EXERCISE INSTRUCTIONS — Find "Target: truck grille" and "Exercise. Put one point on each instance of the front" in the records below. Copy the lines holding them and every line between, exactly, and no others.

PROVIDED DATA —
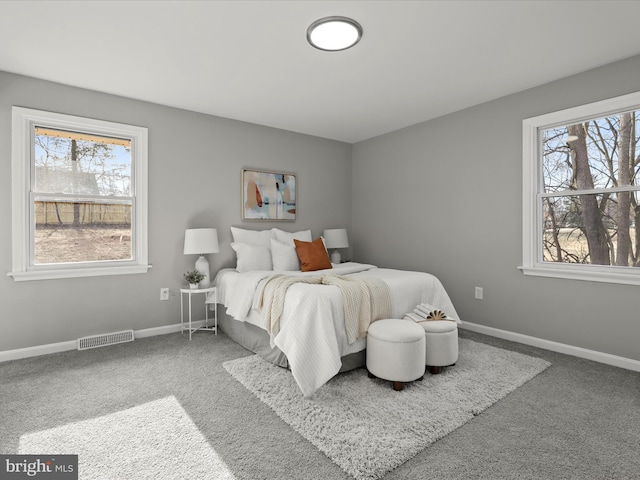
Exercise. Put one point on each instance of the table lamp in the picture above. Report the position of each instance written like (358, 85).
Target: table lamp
(201, 241)
(336, 238)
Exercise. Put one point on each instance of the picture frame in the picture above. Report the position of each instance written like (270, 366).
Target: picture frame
(270, 196)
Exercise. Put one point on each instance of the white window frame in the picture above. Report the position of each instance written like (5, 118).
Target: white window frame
(23, 268)
(532, 188)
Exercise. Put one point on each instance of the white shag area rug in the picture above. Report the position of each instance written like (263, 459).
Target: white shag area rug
(366, 427)
(150, 441)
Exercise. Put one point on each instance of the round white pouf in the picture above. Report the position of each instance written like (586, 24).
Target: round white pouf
(395, 351)
(441, 344)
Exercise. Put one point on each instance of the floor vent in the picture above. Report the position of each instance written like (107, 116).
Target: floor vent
(105, 339)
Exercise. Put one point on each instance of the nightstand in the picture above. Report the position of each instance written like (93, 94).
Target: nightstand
(210, 299)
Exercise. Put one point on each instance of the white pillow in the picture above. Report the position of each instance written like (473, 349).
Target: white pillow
(287, 237)
(252, 257)
(251, 237)
(284, 257)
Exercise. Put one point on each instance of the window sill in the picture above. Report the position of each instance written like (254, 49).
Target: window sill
(595, 274)
(77, 273)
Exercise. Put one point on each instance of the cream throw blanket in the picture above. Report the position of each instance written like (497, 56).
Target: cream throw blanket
(364, 300)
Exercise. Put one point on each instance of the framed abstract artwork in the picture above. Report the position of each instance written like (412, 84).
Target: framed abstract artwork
(268, 195)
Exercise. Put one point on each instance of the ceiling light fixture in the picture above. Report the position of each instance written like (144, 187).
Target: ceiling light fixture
(334, 33)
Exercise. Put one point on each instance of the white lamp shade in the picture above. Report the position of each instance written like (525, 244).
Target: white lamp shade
(199, 241)
(336, 238)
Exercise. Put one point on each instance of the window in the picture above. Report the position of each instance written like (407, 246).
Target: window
(79, 196)
(582, 192)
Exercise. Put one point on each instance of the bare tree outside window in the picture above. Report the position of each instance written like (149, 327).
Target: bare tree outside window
(81, 197)
(589, 195)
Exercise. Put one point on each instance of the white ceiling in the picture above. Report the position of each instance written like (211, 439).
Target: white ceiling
(249, 60)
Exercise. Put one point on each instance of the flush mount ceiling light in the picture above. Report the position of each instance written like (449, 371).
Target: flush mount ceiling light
(334, 33)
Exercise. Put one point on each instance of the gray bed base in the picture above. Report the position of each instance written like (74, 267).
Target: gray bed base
(256, 340)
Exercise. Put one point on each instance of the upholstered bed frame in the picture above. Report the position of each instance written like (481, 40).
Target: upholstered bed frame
(256, 340)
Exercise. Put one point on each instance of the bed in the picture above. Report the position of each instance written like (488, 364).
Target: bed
(311, 340)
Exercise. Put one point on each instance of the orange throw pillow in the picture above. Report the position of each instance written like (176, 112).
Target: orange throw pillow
(313, 255)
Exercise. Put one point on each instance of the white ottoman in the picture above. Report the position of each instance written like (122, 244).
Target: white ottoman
(441, 344)
(395, 351)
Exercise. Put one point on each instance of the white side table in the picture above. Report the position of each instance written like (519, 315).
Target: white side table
(210, 298)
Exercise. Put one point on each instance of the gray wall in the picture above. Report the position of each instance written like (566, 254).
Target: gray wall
(195, 164)
(445, 196)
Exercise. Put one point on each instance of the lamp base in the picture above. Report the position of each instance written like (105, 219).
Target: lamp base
(202, 266)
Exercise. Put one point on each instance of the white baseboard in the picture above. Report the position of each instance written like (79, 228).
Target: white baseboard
(73, 344)
(600, 357)
(605, 358)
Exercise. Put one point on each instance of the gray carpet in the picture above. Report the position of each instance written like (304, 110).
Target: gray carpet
(135, 443)
(578, 420)
(366, 427)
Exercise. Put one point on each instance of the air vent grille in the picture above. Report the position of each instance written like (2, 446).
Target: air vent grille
(105, 339)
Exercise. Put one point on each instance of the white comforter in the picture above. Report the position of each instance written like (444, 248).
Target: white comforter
(312, 333)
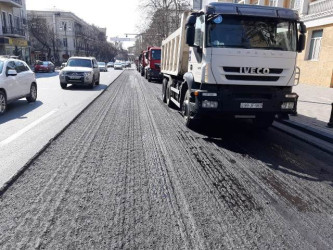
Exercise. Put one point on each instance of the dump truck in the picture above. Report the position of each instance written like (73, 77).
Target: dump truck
(233, 61)
(152, 69)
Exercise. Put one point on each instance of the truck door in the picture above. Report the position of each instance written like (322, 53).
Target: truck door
(196, 52)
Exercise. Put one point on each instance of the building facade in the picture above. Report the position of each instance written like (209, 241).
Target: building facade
(13, 29)
(72, 36)
(316, 61)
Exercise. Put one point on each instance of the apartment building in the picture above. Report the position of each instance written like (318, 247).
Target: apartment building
(13, 29)
(316, 61)
(72, 36)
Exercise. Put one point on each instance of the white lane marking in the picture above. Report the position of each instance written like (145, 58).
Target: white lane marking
(27, 128)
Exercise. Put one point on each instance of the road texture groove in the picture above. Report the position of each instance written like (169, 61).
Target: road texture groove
(128, 174)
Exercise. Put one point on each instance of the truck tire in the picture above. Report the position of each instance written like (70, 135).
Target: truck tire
(185, 108)
(263, 121)
(168, 96)
(164, 87)
(33, 93)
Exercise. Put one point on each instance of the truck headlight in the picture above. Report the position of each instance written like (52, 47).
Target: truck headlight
(287, 105)
(209, 104)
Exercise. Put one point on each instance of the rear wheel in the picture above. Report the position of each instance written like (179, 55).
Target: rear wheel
(3, 102)
(186, 111)
(33, 93)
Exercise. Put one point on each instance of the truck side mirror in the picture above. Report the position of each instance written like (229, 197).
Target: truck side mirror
(302, 28)
(301, 43)
(190, 32)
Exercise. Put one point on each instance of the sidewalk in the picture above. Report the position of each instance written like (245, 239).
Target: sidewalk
(313, 108)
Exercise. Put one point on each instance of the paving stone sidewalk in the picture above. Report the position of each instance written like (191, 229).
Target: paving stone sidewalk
(314, 107)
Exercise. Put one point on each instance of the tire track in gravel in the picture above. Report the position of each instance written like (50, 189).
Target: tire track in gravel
(234, 160)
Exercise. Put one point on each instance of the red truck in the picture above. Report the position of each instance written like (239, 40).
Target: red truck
(152, 70)
(142, 62)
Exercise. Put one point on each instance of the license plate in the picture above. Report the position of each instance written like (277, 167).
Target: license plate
(245, 105)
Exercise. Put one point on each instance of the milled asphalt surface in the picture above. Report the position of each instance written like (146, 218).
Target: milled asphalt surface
(128, 174)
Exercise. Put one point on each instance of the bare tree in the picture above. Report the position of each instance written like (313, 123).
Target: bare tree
(43, 38)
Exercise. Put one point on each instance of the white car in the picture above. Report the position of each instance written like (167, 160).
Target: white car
(17, 81)
(80, 71)
(118, 65)
(102, 66)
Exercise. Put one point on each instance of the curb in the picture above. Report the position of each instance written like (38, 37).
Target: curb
(21, 171)
(309, 130)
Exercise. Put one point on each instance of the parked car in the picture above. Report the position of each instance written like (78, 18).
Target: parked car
(118, 65)
(16, 81)
(44, 66)
(80, 71)
(102, 66)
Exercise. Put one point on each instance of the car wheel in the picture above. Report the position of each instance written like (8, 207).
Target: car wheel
(63, 85)
(3, 102)
(33, 93)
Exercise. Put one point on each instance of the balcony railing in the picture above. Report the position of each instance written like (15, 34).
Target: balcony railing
(320, 6)
(13, 31)
(13, 3)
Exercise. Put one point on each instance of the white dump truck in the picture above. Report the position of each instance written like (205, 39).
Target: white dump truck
(233, 61)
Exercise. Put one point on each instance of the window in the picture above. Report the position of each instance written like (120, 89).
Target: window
(199, 31)
(65, 42)
(315, 44)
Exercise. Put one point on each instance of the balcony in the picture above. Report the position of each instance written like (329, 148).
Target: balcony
(12, 3)
(11, 31)
(320, 7)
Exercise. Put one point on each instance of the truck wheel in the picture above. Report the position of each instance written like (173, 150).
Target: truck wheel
(3, 102)
(168, 96)
(263, 121)
(186, 111)
(33, 93)
(164, 87)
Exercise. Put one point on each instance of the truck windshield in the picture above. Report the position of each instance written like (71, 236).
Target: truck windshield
(156, 54)
(252, 33)
(79, 63)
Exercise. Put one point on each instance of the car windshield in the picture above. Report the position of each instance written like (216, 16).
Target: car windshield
(79, 63)
(1, 66)
(252, 33)
(156, 54)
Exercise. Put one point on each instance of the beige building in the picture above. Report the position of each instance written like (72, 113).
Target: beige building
(74, 37)
(13, 29)
(316, 61)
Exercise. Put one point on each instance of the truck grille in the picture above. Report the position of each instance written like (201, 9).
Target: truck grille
(251, 77)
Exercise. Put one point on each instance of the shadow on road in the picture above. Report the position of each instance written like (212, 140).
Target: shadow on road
(80, 88)
(18, 110)
(46, 75)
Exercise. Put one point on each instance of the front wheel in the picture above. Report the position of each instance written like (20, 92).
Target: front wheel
(3, 102)
(33, 93)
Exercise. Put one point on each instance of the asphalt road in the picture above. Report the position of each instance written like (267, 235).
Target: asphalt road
(26, 128)
(128, 174)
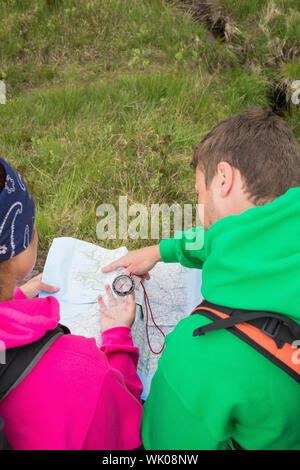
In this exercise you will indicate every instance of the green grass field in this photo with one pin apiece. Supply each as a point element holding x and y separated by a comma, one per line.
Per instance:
<point>107,98</point>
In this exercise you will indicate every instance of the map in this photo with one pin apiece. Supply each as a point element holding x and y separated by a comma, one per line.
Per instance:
<point>75,266</point>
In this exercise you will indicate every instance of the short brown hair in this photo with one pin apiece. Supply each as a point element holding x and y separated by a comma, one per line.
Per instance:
<point>260,145</point>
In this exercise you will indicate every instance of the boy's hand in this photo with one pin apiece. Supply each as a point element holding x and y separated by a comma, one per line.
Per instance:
<point>138,261</point>
<point>119,311</point>
<point>34,286</point>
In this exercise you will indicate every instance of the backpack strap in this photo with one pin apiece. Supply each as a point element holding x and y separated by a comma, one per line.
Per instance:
<point>22,359</point>
<point>269,333</point>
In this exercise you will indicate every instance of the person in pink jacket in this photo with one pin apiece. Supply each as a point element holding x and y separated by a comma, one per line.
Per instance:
<point>77,396</point>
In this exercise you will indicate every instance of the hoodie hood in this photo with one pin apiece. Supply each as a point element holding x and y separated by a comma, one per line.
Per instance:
<point>27,320</point>
<point>252,260</point>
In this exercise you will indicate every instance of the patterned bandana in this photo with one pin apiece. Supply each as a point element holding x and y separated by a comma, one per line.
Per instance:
<point>17,215</point>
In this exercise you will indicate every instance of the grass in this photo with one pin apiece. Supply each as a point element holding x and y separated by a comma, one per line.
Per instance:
<point>107,98</point>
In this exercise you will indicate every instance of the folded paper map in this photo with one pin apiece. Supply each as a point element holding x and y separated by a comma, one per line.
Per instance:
<point>75,266</point>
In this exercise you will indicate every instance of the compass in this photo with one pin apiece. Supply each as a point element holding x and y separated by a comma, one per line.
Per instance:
<point>123,285</point>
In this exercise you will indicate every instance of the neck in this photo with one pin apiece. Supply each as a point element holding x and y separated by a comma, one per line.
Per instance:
<point>7,281</point>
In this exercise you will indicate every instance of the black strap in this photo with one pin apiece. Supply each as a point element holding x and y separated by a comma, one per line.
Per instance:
<point>21,360</point>
<point>278,334</point>
<point>279,327</point>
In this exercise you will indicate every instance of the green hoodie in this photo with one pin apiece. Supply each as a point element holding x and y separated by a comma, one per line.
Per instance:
<point>215,387</point>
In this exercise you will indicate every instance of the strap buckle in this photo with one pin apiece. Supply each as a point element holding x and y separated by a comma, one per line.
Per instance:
<point>271,327</point>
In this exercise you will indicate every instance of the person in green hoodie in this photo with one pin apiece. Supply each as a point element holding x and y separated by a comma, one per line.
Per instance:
<point>212,390</point>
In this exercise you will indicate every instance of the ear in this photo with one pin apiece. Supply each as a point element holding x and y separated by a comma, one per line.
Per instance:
<point>225,174</point>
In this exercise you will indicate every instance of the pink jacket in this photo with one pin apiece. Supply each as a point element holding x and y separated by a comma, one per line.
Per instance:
<point>77,396</point>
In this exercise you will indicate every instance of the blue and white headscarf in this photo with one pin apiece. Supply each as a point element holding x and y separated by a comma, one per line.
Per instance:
<point>17,215</point>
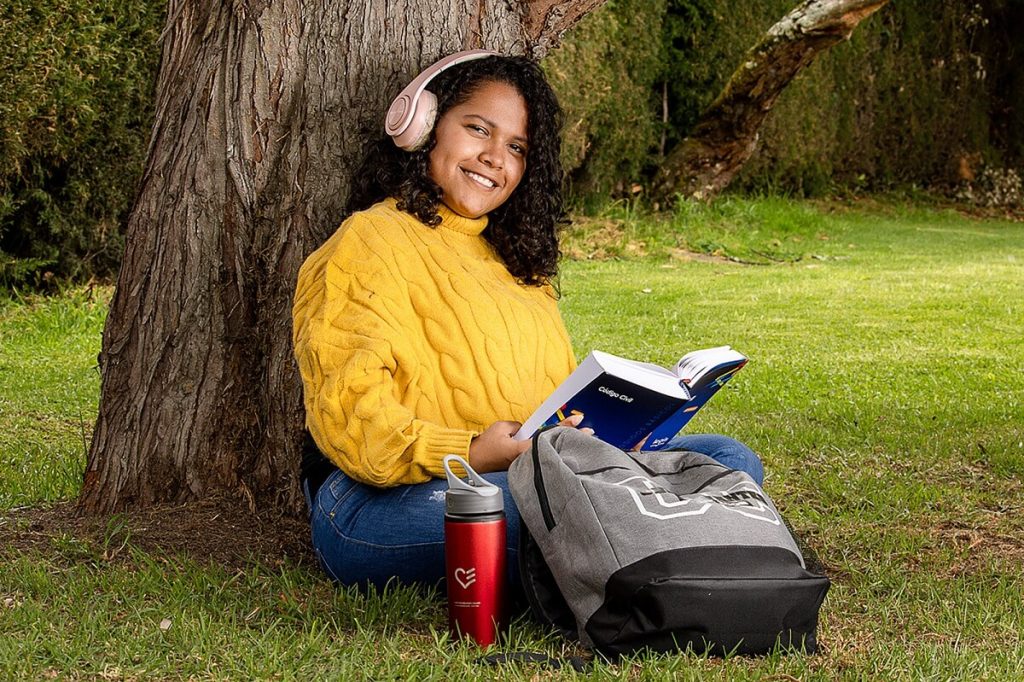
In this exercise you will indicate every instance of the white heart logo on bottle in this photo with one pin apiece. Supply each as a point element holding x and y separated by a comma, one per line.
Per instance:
<point>465,577</point>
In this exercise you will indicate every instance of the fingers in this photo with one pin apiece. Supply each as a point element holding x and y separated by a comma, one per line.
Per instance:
<point>572,421</point>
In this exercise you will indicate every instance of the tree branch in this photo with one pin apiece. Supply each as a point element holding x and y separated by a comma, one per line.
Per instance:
<point>546,20</point>
<point>705,163</point>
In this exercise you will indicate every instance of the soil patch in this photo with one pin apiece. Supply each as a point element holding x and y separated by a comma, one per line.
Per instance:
<point>221,530</point>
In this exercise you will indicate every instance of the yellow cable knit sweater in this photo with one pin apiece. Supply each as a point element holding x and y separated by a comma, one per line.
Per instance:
<point>412,340</point>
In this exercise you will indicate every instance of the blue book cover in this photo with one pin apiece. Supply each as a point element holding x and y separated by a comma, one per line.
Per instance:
<point>627,402</point>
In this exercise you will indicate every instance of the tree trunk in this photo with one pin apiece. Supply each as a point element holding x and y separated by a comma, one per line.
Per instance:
<point>726,135</point>
<point>262,112</point>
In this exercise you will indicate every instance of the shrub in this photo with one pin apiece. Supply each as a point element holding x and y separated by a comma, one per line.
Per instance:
<point>78,79</point>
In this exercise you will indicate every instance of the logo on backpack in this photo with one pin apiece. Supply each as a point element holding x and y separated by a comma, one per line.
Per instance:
<point>652,500</point>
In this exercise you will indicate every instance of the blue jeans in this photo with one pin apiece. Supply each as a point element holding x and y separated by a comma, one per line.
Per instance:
<point>370,536</point>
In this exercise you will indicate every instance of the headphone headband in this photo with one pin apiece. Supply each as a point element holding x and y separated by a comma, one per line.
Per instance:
<point>399,124</point>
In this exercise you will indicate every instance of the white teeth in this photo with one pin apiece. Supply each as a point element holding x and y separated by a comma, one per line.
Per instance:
<point>479,178</point>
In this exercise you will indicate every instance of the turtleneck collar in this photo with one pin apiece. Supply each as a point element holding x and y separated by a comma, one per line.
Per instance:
<point>458,223</point>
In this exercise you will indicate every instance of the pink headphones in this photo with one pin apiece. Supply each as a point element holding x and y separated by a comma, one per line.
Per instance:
<point>411,117</point>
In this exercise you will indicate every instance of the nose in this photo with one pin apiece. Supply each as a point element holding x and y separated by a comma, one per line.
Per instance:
<point>493,155</point>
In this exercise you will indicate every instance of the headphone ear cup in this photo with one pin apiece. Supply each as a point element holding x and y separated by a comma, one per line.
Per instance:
<point>418,131</point>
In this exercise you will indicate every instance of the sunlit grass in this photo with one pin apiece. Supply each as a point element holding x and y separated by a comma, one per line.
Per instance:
<point>884,392</point>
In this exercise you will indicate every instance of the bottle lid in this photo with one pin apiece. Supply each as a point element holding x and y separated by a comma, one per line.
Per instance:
<point>472,496</point>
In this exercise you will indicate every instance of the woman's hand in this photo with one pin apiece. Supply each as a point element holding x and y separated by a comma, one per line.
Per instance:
<point>496,450</point>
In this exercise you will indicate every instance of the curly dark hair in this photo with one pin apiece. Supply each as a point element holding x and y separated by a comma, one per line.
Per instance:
<point>524,229</point>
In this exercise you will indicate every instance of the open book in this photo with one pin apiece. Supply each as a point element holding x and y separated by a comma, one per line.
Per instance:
<point>626,401</point>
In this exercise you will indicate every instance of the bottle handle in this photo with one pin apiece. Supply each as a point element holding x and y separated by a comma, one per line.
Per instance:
<point>477,483</point>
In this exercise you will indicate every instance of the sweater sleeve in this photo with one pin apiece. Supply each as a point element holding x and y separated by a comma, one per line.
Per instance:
<point>355,357</point>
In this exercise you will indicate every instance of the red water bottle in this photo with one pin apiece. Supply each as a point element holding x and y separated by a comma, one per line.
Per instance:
<point>474,554</point>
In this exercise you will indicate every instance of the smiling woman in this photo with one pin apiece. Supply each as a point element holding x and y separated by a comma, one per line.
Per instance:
<point>480,152</point>
<point>427,326</point>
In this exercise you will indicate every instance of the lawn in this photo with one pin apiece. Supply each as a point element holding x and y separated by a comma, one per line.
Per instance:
<point>885,393</point>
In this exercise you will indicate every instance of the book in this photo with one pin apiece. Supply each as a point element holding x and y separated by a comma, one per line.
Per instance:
<point>628,402</point>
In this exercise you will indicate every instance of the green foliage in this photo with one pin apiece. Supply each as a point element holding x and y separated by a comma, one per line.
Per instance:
<point>884,393</point>
<point>77,78</point>
<point>925,93</point>
<point>907,100</point>
<point>605,78</point>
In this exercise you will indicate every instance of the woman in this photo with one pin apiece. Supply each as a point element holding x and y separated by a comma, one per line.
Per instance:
<point>427,324</point>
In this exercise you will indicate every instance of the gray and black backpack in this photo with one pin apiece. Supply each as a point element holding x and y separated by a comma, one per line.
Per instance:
<point>658,551</point>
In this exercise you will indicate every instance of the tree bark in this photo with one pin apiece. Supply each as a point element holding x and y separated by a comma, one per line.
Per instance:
<point>262,112</point>
<point>726,135</point>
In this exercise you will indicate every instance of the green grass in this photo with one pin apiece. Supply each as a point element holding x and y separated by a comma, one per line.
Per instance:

SOLUTION TO THIS EXERCISE —
Target: truck grille
(251, 77)
Exercise. Put one point on each instance of the shadow on road in the picture above. Report the position of each instance written like (212, 140).
Target: shadow on road
(80, 88)
(18, 110)
(46, 75)
Exercise. Put one point on each instance of the front wheel in the picture above. Report the position of each instance written like (20, 92).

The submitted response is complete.